* [What to work on]
• A. Do these statements agree with the Ethel Barrymore passage below? For each, answer yes or no and quote the deciding words of the passage.
(i) Ethel Barrymore was the eldest of three children.
(ii) Her first Broadway appearance came in 1895.
(iii) She accepted Winston Churchill's marriage proposal.
• B. Answer these questions from the Ethel Barrymore passage below:
(i) What did Ethel Barrymore originally plan to become?
(ii) What were her brothers' names?
(iii) Where did she move to perform on the stage?
• C. Extend the Ethel Barrymore passage below, picking up after its final sentence.

* [Document segment]
"You must learn day by day, year by year, to broaden your horizons. The more things you love, the more you are interested in, the more you enjoy, the more you are indignant about - the more you have left when anything happens." --Ethel Barrymore
Ethel Barrymore was the second of the three children born to Maurice and Georgiana Barrymore. Ethel planned to become a concert pianist, but was perhaps internally and heritably drawn to the stage like her brothers Lionel Barrymore and John Barrymore. Her first Broadway appearance was in 1895 in a play called "The Imprudent Young Couple." She moved to London to perform on the stage. While there, she turned down young Winston Churchill's marriage proposal because she thought he didn't have much of a future.

* [Supplied information]

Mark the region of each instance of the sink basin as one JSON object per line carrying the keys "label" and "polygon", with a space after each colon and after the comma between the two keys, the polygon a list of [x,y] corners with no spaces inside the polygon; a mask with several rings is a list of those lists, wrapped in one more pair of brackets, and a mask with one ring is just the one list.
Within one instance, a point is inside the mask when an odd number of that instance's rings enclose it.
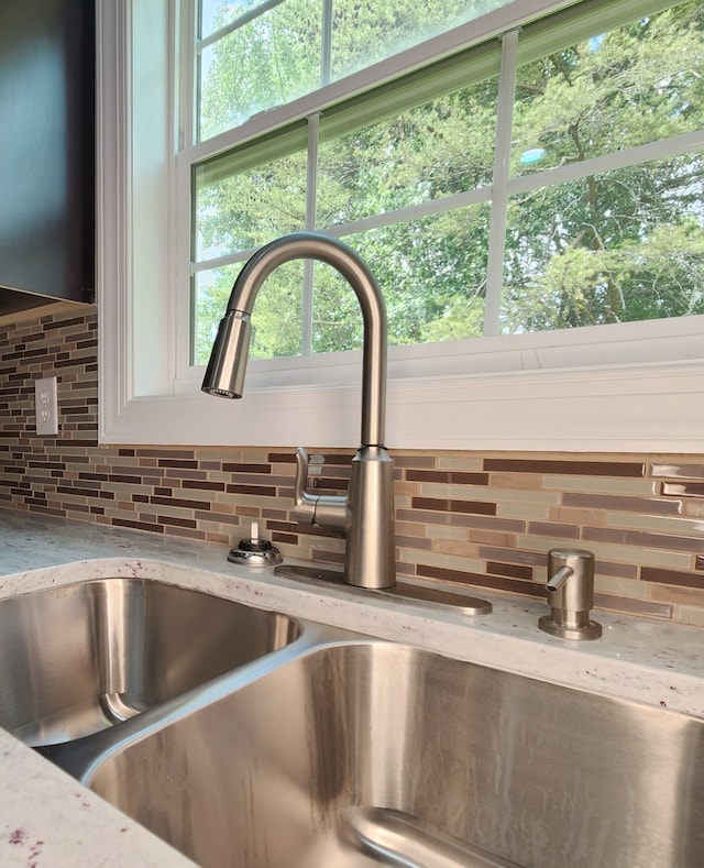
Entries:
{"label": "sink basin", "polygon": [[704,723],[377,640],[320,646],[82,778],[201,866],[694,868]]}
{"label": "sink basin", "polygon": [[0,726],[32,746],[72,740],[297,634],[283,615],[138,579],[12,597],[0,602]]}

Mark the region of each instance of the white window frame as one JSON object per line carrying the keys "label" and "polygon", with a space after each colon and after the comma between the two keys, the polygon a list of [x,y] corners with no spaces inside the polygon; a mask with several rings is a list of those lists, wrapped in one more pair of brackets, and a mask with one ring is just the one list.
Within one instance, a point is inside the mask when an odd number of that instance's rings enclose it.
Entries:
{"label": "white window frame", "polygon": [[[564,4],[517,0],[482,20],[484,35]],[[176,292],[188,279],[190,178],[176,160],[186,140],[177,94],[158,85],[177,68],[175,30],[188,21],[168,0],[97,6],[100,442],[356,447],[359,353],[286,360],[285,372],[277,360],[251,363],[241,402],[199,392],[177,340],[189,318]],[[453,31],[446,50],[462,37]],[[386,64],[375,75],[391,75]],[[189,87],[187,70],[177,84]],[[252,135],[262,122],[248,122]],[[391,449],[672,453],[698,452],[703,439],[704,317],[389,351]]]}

==

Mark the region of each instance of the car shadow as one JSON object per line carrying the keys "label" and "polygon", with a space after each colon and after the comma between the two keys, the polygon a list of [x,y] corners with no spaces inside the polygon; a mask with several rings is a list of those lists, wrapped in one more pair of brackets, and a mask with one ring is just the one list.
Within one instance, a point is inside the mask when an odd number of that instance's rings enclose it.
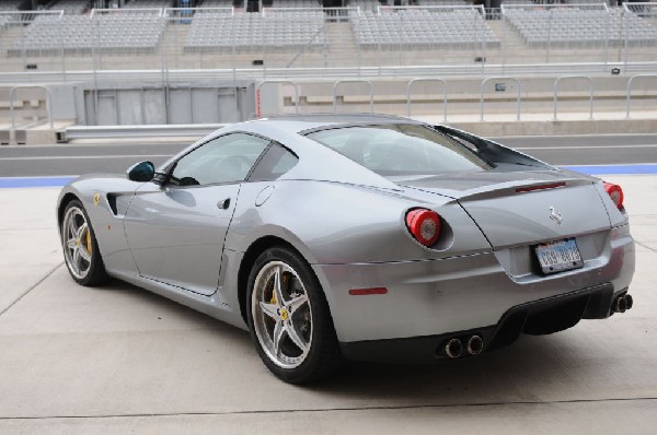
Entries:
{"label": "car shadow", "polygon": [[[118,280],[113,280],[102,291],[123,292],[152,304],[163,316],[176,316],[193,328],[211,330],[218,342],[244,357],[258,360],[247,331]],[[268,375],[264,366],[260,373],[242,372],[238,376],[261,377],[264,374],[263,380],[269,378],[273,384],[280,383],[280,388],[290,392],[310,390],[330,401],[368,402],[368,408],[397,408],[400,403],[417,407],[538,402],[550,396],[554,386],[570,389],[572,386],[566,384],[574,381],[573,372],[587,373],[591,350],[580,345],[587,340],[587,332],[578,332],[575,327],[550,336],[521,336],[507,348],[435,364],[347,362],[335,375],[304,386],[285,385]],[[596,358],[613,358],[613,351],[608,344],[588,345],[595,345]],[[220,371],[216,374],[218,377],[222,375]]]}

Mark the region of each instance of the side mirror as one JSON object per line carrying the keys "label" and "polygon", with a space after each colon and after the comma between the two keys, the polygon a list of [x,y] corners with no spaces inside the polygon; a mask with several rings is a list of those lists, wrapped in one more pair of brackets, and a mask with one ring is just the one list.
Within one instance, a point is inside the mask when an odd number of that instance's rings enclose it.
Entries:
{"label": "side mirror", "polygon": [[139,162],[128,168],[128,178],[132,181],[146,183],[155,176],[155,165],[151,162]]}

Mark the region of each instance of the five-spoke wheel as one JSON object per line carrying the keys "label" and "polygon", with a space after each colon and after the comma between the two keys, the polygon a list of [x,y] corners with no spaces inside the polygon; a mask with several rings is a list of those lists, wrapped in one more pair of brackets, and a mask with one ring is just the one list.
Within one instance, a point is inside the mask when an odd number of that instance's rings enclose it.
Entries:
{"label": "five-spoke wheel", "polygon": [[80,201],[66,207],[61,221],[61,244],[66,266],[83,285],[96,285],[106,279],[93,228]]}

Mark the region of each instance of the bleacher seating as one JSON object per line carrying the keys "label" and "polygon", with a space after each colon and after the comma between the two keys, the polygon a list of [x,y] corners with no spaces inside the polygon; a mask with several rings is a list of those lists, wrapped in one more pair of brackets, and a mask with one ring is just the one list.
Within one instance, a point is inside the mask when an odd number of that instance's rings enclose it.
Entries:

* [Results for each task]
• A.
(i) No: "Ethel Barrymore was the second of the three children born to Maurice and Georgiana Barrymore."
(ii) Yes: "Her first Broadway appearance was in 1895"
(iii) No: "she turned down young Winston Churchill's marriage proposal"

• B.
(i) A concert pianist
(ii) Lionel Barrymore and John Barrymore
(iii) London

• C.
Ethel Barrymore started her film career in 1914. The two films that featured all three siblings, Ethel Barrymore, John Barrymore and Lionel Barrymore, were "National Red Cross Pageant" (1917) and "Rasputin and the Empress" (1932). After a decade of retirement from film, she starred with Cary Grant in "None but the Lonely Heart" earning her an Oscar for Best Supporting Actress.
Ethel Barrymore's performances on old time radio were rare, but this collection includes all known surviving recordings. Her performance in Suspense as an older women terrorized by a psycho handyman is outstanding. Ethel Barrymore died of cardiovascular disease in 1959.